Each record that follows must be given again without alteration.
** GIVEN RECORDS follows **
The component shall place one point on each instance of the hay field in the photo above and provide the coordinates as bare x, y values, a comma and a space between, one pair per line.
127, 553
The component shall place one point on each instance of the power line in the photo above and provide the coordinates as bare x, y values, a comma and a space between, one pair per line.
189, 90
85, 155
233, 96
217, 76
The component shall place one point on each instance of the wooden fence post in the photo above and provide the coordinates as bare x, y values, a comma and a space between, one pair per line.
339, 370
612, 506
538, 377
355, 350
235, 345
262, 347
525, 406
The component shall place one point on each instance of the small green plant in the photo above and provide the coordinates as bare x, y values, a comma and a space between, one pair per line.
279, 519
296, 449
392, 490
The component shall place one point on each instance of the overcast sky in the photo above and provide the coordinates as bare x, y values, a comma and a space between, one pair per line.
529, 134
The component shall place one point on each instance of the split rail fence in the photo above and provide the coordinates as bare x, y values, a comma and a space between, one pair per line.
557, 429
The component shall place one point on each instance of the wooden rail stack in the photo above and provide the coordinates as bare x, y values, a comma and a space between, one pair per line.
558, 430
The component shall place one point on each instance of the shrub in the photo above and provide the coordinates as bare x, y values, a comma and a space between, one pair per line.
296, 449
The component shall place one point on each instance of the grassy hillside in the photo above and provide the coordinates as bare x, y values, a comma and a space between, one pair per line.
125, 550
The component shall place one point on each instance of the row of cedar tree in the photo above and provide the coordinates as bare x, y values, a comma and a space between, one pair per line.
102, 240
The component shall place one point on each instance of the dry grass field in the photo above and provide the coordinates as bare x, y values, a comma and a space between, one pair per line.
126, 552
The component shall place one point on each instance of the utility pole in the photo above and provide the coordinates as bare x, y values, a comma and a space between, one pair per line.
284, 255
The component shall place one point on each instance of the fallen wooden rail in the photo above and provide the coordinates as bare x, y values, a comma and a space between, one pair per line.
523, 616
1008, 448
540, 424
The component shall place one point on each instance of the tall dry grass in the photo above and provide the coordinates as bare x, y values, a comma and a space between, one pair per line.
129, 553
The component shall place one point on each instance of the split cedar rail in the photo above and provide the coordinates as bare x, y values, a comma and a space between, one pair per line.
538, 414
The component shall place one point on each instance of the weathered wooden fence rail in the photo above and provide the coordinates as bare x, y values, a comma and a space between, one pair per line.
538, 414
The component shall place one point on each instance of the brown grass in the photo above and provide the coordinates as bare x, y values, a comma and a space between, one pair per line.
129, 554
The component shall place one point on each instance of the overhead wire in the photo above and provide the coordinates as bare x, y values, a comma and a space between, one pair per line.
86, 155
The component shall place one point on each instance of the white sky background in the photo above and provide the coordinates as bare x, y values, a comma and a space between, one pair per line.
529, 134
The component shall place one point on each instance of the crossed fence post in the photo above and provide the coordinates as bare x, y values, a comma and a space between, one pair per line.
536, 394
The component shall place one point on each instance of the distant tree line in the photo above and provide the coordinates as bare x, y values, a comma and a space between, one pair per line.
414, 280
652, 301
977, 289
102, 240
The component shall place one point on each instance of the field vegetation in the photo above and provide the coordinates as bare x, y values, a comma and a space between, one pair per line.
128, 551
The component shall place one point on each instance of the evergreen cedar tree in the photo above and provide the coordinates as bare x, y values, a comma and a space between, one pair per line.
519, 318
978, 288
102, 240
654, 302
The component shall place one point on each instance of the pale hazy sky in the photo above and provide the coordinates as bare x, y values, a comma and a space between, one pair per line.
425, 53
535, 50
** End of GIVEN RECORDS **
■ ANSWER TO THE PROBLEM:
The component shall place one point on each instance of the hay field in the photo above and provide the coordinates as bare x, y values, a comma and a space between, one pair per line.
127, 553
The component shall place one point on each instance of the power line in the photo above and provide the coordinates as bare x, y values, a comma and a space between, one pair per line.
189, 90
85, 155
233, 96
217, 76
The component shall place one point on each instance of the wooden fence post in the photo above and provide the coordinates as bare x, y values, a comma and a space between, one pair per line.
339, 370
612, 506
538, 377
355, 350
235, 345
262, 347
525, 406
The component shall place one point on each instance of the small green plant in the photo above and provide the coordinates as bare x, y values, a comma and a space between, one pair per line.
279, 519
296, 449
392, 490
The component shall place one point on each instance of the overcast sky in the photo above and provide the coordinates as bare x, y values, a comma and a space between, one pair per line.
529, 134
The component shall place one point on each instance of the split rail fence in the photo above and provide the coordinates as bare x, y values, a comma and a space between, one pair per line.
557, 429
The component shall place one point on each instance of the wooden rail stack in the photo above and provide the coordinates as bare x, y values, a comma and a space between, one pair per line.
558, 430
The component shall place one point on each instance of the shrub in the photo above and provide the coordinates as bare x, y values, a comma and a space between, one pair per line.
296, 449
The component shall place one point on each instance of the grassy hillside in the photo above and provide the coordinates as bare x, y values, a comma and a space between, one pair per line.
125, 550
The component shall place one point on each instance of the row of cedar tree in the photo above and provide the coordinates as bare x, y values, a comma and a space between, one pair per line.
102, 240
The component shall place one point on each instance of the dry grass field in the photo above and provide the coordinates as bare x, y values, a comma and a space between, one pair per line.
126, 552
The component shall place one point on each instance of the utility pole in the photo above and provide the coordinates as bare x, y values, a comma and a space between, one pair per line.
284, 255
The component shall place one point on each instance of the fallen wooden rail in the photo above and provide the coordinates as bare x, y values, a comma and a space between, one pair per line.
523, 616
1008, 448
540, 424
The component shall place one point on each instance of the tall dry grass in the photo above and provide the coordinates as bare x, y values, a comma and a space between, one pair per line.
129, 553
The component shall place one point on each instance of the split cedar rail in the photo above and provide the coordinates as bare x, y values, a comma and a space between, one pair per line.
538, 414
The component shall place one point on each instance of the weathered wooden fence rail in the photo above and provide the coordinates as bare x, y values, a comma and a space between, one pair per line.
538, 414
The component shall place one point on each instance of the brown grass in the photo above and provide the coordinates as bare x, y values, a comma and a space between, one pair per line.
129, 554
The component shall place one point on each instance of the overhead wire in the photo above and provide the coordinates as bare x, y values, a comma and a space between, one pair per line.
86, 155
The component shall place one point on each instance of the white sky background in the photo above and provide the coordinates as bare x, y values, a comma and a space between, one pair per line.
529, 134
The component shall place one point on each instance of the crossed fence post in the photo above and provide the coordinates as bare x, y values, a comma and a space between, one pair per line.
536, 394
The component shall place one point on each instance of the distant tree line in the photo above and provide the coordinates as bare x, y values, a comma and a space between, one pair per line.
414, 280
652, 301
977, 289
102, 240
The component shall place one point on each instance of the field vegetation in the photo above and provide the coordinates as bare x, y values, a comma and a space between, one pair per line.
128, 551
The component shall place one point on each instance of the evergreen cedar tree in the photo above and provide the coordinates as bare x, y values, a comma and a space between, one pair per line.
519, 318
978, 288
102, 240
654, 302
The component shall place one point on each instance of the pale hazy sky in the photo above and provide the coordinates as bare x, y values, a comma and a space between, one pair per line.
425, 53
535, 50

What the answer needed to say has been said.